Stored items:
*** Begin section ***
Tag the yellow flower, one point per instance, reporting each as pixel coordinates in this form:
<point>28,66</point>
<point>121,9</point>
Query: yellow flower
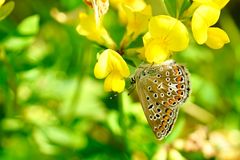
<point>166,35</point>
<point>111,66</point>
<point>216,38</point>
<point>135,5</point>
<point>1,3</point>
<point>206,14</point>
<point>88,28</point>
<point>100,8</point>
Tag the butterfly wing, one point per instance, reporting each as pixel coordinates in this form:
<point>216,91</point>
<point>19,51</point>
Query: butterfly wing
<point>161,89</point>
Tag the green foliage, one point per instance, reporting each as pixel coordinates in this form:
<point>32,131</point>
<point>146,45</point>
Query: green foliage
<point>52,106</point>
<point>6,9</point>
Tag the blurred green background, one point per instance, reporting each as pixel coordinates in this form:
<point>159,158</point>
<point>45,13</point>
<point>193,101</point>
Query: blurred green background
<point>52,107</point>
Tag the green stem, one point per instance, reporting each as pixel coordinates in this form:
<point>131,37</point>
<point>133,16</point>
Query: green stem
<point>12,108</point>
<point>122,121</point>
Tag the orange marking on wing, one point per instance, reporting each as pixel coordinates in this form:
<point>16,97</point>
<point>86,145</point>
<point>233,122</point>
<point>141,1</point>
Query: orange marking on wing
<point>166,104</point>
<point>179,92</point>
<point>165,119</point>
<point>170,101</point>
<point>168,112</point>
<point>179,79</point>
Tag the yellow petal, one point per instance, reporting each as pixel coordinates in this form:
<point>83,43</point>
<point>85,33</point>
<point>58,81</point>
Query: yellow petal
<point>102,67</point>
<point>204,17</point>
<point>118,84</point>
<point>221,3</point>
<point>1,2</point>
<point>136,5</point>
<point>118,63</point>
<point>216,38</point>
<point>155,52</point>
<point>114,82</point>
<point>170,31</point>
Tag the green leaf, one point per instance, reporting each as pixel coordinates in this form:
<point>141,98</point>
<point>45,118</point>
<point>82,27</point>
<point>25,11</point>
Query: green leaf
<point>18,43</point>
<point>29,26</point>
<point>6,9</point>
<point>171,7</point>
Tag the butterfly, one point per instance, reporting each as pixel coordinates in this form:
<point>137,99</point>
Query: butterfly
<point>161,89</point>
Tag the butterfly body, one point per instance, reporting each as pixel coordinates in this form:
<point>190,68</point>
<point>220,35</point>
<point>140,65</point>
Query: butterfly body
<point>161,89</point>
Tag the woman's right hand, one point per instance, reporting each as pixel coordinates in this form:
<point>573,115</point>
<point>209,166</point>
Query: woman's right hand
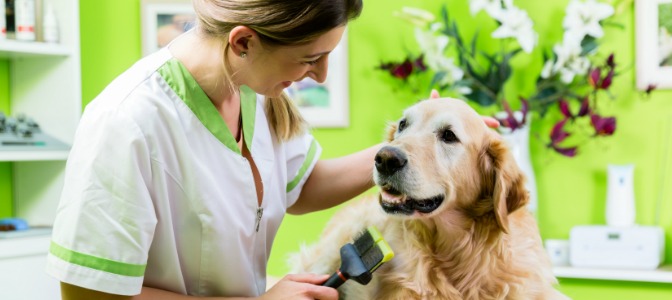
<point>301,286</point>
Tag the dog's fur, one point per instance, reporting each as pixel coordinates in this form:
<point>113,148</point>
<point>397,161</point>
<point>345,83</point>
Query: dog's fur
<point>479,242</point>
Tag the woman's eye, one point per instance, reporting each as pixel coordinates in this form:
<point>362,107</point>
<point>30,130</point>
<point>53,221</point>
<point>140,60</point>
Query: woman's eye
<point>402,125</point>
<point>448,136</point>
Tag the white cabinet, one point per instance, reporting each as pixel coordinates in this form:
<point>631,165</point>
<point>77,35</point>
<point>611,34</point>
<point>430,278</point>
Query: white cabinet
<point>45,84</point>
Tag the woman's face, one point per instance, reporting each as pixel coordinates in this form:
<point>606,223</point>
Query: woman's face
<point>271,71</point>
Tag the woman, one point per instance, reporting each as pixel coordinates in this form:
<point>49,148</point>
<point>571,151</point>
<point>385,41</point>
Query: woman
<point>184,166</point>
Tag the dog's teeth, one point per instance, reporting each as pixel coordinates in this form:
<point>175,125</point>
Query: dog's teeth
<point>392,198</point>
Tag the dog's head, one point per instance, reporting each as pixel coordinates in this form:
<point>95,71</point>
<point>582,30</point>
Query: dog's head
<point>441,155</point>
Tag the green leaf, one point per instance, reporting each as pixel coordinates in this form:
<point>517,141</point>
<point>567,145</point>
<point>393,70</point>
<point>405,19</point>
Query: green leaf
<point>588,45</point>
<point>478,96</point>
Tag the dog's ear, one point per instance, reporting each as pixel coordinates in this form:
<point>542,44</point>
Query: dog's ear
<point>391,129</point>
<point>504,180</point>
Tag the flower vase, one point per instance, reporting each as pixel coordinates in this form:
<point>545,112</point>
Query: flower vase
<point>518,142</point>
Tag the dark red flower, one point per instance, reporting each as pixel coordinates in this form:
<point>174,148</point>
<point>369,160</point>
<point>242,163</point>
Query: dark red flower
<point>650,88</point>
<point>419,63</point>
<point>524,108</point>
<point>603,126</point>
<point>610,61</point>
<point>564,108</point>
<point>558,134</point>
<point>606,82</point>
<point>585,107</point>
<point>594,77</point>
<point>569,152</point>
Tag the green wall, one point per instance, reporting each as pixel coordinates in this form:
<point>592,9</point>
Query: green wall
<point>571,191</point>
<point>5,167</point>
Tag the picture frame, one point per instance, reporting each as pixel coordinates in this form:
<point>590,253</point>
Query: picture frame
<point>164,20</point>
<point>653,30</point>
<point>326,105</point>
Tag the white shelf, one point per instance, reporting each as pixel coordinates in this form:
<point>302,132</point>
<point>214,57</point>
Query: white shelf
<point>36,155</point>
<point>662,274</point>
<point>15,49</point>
*** End section ***
■ WORK TASK
For each entry, repeat its text exactly and leave out any picture it holds.

■ SOLUTION TO THIS EXERCISE
Tag the yellow flower, one point per instance, reporting each as pixel coordinates in this form:
<point>28,66</point>
<point>121,9</point>
Query: yellow flower
<point>166,35</point>
<point>111,66</point>
<point>216,38</point>
<point>135,5</point>
<point>1,3</point>
<point>206,14</point>
<point>88,28</point>
<point>100,8</point>
Tag the butterfly wing, one point per instance, reporting each as pixel coordinates in this form:
<point>216,91</point>
<point>19,51</point>
Query: butterfly wing
<point>161,89</point>
Tag the green foliage, one point per instance, reporting each as pixel coordinates in this form:
<point>32,131</point>
<point>146,45</point>
Query: green foliage
<point>52,106</point>
<point>6,9</point>
Tag the blurred green background, one point per instance, reporting each as pixel coordinates in this form:
<point>159,158</point>
<point>45,13</point>
<point>193,101</point>
Query: blurred green background
<point>52,107</point>
Tag the green stem, one point per instance, reporting each as pixel coordinates in this form:
<point>131,37</point>
<point>133,16</point>
Query: green stem
<point>12,108</point>
<point>122,121</point>
Tag the orange marking on wing, one point per instance, reporting each as pixel coordinates in this form:
<point>16,97</point>
<point>86,145</point>
<point>233,122</point>
<point>141,1</point>
Query: orange marking on wing
<point>166,104</point>
<point>179,92</point>
<point>165,119</point>
<point>170,101</point>
<point>168,112</point>
<point>179,79</point>
Tag the yellow petal, one point per instance, reporting each as pixel coordinates in this form:
<point>83,43</point>
<point>85,33</point>
<point>58,81</point>
Query: yellow petal
<point>102,67</point>
<point>204,17</point>
<point>118,84</point>
<point>221,3</point>
<point>1,2</point>
<point>136,5</point>
<point>118,63</point>
<point>216,38</point>
<point>155,52</point>
<point>114,82</point>
<point>170,31</point>
Tag the green leaf, one point per instance, reporting each as pixel coordinates in this form:
<point>141,98</point>
<point>45,118</point>
<point>82,27</point>
<point>25,11</point>
Query: green leaf
<point>18,43</point>
<point>29,26</point>
<point>6,9</point>
<point>171,7</point>
Tag the butterfly, one point per instance, reporting each as pixel coordinates in this form:
<point>137,99</point>
Query: butterfly
<point>161,89</point>
Tag the butterfly body, one point per instance, reporting each as pixel coordinates in this form:
<point>190,68</point>
<point>220,35</point>
<point>140,65</point>
Query: butterfly body
<point>161,89</point>
Tag the woman's right hand, one point per instance, reporting each as pixel coordinates in this form:
<point>573,115</point>
<point>209,166</point>
Query: woman's right hand
<point>301,286</point>
Tag the dog's fur, one point per instance, reporting each as pixel coordinates in this form:
<point>113,148</point>
<point>397,161</point>
<point>345,83</point>
Query: dog's fur
<point>479,242</point>
Tag the woman's eye, one point per instance, reporting each as pixel coordinates in this form:
<point>362,107</point>
<point>30,130</point>
<point>53,221</point>
<point>140,60</point>
Query: woman's eye
<point>402,125</point>
<point>448,136</point>
Tag the white cabinet, one point per instance, reporting each as pixel coordinates in this form:
<point>631,165</point>
<point>77,35</point>
<point>611,34</point>
<point>430,278</point>
Query: white cabinet
<point>45,84</point>
Tag the woman's face, one point per instance, reporting each as pixel coordinates in this form:
<point>606,223</point>
Query: woman's face
<point>271,71</point>
Tag the woman, one point per instance, reporting each as pixel coordinates in this form:
<point>49,148</point>
<point>571,151</point>
<point>385,41</point>
Query: woman
<point>184,166</point>
Tag the dog's teeth, one point per instance, reporting each as pixel coordinates in this form:
<point>175,125</point>
Query: dog's teeth
<point>392,198</point>
Tag the dog's head, one point per instance, reporting each as pixel coordinates in this form:
<point>95,71</point>
<point>582,30</point>
Query: dog's head
<point>441,155</point>
Tag the green leaf, one point per instance, reporting each as pixel coordinates in this form:
<point>517,141</point>
<point>567,145</point>
<point>393,70</point>
<point>405,19</point>
Query: green leaf
<point>588,45</point>
<point>478,96</point>
Tag the dog's ear, one point per instance, reporting each as pixel coordinates in this form:
<point>542,44</point>
Query: dog's ear
<point>391,129</point>
<point>504,180</point>
Tag the flower vase, one point per instance, reporting each as pixel coordinates in this form:
<point>545,112</point>
Query: flower vase
<point>518,142</point>
Tag the dark red flower, one point per instance, reporting each as pixel coordinates in this form:
<point>174,148</point>
<point>369,160</point>
<point>242,163</point>
Query: dark red flower
<point>650,88</point>
<point>419,63</point>
<point>524,108</point>
<point>603,126</point>
<point>610,61</point>
<point>564,108</point>
<point>558,134</point>
<point>606,82</point>
<point>585,107</point>
<point>594,77</point>
<point>569,152</point>
Tag the green wall, one point per instance, reporting each as pixel coordinates in this form:
<point>592,9</point>
Query: green wall
<point>571,191</point>
<point>5,167</point>
Tag the picture frame, one point per instance, reporting each as pixel coordinates in this form:
<point>590,253</point>
Query: picture frame
<point>164,20</point>
<point>653,30</point>
<point>326,105</point>
Tag the white shelf, one point per instance, reporting each as pixel coordinates in this form:
<point>302,132</point>
<point>214,57</point>
Query: white shelf
<point>36,155</point>
<point>662,274</point>
<point>15,49</point>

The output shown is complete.